BEGIN Data in this exercise

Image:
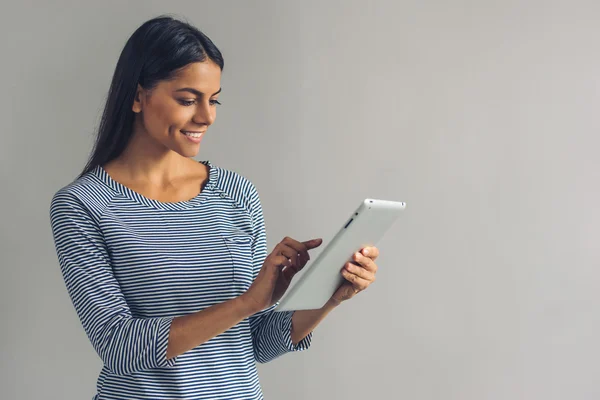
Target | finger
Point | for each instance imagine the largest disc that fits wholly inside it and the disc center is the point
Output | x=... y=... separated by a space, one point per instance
x=371 y=251
x=356 y=281
x=303 y=247
x=314 y=243
x=290 y=253
x=300 y=249
x=360 y=272
x=365 y=262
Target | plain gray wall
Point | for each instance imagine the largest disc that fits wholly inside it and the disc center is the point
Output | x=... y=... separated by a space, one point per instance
x=482 y=115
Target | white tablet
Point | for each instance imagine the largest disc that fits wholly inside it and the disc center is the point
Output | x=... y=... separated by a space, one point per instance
x=365 y=227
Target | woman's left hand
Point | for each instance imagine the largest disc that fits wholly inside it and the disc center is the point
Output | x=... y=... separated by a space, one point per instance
x=358 y=277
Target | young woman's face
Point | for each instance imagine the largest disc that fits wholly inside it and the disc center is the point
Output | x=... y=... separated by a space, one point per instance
x=177 y=113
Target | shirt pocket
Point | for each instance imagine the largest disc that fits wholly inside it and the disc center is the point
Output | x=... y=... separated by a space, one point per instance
x=239 y=246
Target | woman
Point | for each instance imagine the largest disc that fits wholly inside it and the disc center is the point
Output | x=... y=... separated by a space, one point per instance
x=165 y=257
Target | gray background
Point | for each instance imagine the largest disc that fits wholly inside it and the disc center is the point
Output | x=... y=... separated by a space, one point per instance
x=481 y=115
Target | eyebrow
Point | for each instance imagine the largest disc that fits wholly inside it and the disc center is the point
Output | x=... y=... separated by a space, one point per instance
x=196 y=92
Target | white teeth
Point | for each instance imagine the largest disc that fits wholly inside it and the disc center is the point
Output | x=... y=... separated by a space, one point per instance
x=196 y=135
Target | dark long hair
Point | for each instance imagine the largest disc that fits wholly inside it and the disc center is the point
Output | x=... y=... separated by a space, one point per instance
x=154 y=52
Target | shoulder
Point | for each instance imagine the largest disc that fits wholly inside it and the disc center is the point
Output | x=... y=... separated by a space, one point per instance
x=85 y=195
x=238 y=187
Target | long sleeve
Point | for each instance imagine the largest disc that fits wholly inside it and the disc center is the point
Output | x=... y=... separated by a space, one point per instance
x=271 y=330
x=125 y=344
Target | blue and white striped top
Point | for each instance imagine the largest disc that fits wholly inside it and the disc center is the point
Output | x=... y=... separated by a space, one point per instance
x=131 y=264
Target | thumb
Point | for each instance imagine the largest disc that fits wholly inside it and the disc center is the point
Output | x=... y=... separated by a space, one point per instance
x=311 y=244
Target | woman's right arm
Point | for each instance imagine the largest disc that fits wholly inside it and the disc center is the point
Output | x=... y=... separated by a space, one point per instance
x=124 y=343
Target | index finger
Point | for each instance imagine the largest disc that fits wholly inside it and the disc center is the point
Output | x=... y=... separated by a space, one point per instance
x=303 y=247
x=371 y=252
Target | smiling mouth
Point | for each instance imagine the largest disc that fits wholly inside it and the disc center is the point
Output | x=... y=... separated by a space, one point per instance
x=195 y=135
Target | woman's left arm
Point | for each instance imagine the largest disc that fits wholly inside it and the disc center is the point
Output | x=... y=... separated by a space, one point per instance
x=359 y=274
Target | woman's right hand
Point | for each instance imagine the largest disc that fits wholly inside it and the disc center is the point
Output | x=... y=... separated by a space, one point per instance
x=287 y=258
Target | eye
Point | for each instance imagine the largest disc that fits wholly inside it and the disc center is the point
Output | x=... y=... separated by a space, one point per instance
x=187 y=103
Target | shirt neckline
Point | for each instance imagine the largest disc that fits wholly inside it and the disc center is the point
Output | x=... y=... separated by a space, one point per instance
x=101 y=173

END Data in this exercise

### Work to do
Reproduce the whole listing exactly, but not the images in it.

### The completed task
Image:
Target | finger
Point | for each instance imagine the largest disc that fits wholly inside it and the disc center is the point
Output | x=... y=... separated by a space, one point per instance
x=371 y=251
x=356 y=281
x=303 y=247
x=314 y=243
x=290 y=253
x=300 y=249
x=360 y=272
x=365 y=262
Target | plain gray wall
Point | for each instance imagine the largest disc that fits wholly inside it and the disc center is the point
Output | x=... y=... separated by a space, one point per instance
x=482 y=115
Target | white tablet
Point | for each instance imagine the largest disc that fits wholly inside it and the disc center is the point
Output | x=... y=... separated by a space, one point per instance
x=365 y=227
Target | woman's left hand
Point | for each instance imagine the largest disc that fits wholly inside it and the disc center is the point
Output | x=... y=... separated by a space, one point per instance
x=358 y=277
Target | young woman's face
Point | for each instance imagine the largest disc that fits wholly inside it and the disc center is the point
Output | x=... y=... separated by a space, one point per instance
x=177 y=113
Target | shirt pocket
Point | for each instance imagine the largest disc that fits wholly inside it and the disc center is the point
Output | x=... y=... separated by a space, one point per instance
x=239 y=246
Target | woman
Point | for each instance imagine the largest disc that fits wholly inside it and the disc center is the point
Output | x=... y=... separated by a space, one point per instance
x=165 y=257
Target | gray background
Point | for each instance imagine the largest disc that fits wholly inside it and the disc center is the point
Output | x=... y=... separated by a space, one point per instance
x=481 y=115
Target | eyebrow
Point | for each instance imagine the largest disc that fits wholly inside it and the disc center is the point
Output | x=... y=... separated by a space, one point per instance
x=196 y=92
Target | white teeth
Point | for each instance imagine the largest disc that fits wholly inside it and the disc center is the point
Output | x=... y=... separated by a space, one point per instance
x=196 y=135
Target | dark long hair
Point | for each instance imagine the largest disc that fits wholly inside it and the disc center is the point
Output | x=... y=... separated by a space, one point per instance
x=154 y=52
Target | shoulder
Point | for each instance imagine the largest disc that fits wholly inside it and the disc center is the point
Output | x=... y=... separated by a space, one point per instance
x=85 y=195
x=238 y=187
Target | long sleeve
Point | for each instance imagine the largest disc that fits wholly inside it and the disc center is the point
Output | x=... y=... separated by a space, one point per instance
x=271 y=330
x=125 y=344
Target | blue and white striped top
Point | for each instance imagine the largest disc that fits wholly inside it and the disc center is the point
Output | x=... y=... separated by a space, one point per instance
x=131 y=264
Target | thumb
Point | for each instance imagine the largest disc that fits wholly inside it and the disc center is the point
Output | x=... y=... separated by a space, one point per instance
x=311 y=244
Target | woman's right arm
Point | for each instance imagine the largest disc that fits wholly inside it and the disc center is the point
Output | x=... y=... separated by a space, one point per instance
x=124 y=343
Target | index finger
Point | for each instance imagine the largest disc that fits wholly inside it and the disc center is the point
Output | x=... y=... separated by a space, one point per instance
x=303 y=247
x=371 y=252
Target | smiling mouth
Point | for each instance imagine the largest disc that fits wholly inside it and the disc center is the point
Output | x=... y=... separated by a space, one point per instance
x=195 y=135
Target | woman's left arm
Point | for each instance imagine the largest disc that fits wholly inside it and the disc center is the point
Output | x=... y=... separated by a space, one point per instance
x=359 y=274
Target | woman's right hand
Point | for each instance imagine the largest disc that fits wholly inside it and the disc center is the point
Output | x=... y=... separated by a space, one point per instance
x=287 y=258
Target | eye
Point | for each instance imagine the largest disc that fits wholly inside it and the disc center is the point
Output | x=... y=... separated by a space, one point per instance
x=187 y=103
Target | shirt neckline
Point | for each instance imagine the largest disc that fits wholly inside it and the disc center is the point
Output | x=... y=... separated by a space, one point per instance
x=101 y=173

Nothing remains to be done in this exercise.